Source data:
══════════════════════════════
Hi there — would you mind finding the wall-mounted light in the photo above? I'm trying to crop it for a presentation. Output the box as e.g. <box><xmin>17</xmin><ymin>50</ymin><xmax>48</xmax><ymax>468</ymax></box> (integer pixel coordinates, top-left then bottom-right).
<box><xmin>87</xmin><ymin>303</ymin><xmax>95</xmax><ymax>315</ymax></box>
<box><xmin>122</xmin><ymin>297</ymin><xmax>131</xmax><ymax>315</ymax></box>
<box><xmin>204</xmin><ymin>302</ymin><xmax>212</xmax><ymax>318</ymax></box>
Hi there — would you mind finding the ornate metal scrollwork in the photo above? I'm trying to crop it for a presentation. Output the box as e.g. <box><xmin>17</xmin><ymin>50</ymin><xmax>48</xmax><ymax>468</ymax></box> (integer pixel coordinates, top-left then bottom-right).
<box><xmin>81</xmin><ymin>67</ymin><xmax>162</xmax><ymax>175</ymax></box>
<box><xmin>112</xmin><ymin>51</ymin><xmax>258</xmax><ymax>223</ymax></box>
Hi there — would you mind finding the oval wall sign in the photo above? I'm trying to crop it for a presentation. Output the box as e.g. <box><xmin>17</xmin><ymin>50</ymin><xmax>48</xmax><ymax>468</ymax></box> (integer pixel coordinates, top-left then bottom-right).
══════════════════════════════
**What is expected**
Set down exactly what runs from the line containing "Hi there — would you mind finding the ornate" through the last line above, both lines included.

**Written answer**
Hi there — would you mind finding the ornate metal scrollwork in the photo above? I'm trying to crop it for a presentation. Output the box as e.g. <box><xmin>17</xmin><ymin>50</ymin><xmax>48</xmax><ymax>468</ymax></box> (integer pixel coordinates, top-left then bottom-right).
<box><xmin>81</xmin><ymin>67</ymin><xmax>162</xmax><ymax>175</ymax></box>
<box><xmin>112</xmin><ymin>51</ymin><xmax>258</xmax><ymax>223</ymax></box>
Hi there — would you mind finding the oval wall sign in the photo above? I'm trying to crop it for a presentation. Output the box as e.g. <box><xmin>17</xmin><ymin>50</ymin><xmax>48</xmax><ymax>468</ymax></box> (integer pixel coordinates, top-left then bottom-right).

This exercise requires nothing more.